• Required work:
An exact copy is needed of each line from the one including "target | green-brown river water" through the last line of the entries, both ends counted, with nothing added.

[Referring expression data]
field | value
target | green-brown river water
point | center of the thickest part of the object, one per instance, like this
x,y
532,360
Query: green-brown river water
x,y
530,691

• Reply:
target | green-brown river water
point | center of the thickest part of the object, one per instance, like this
x,y
532,360
Query: green-brown river water
x,y
530,691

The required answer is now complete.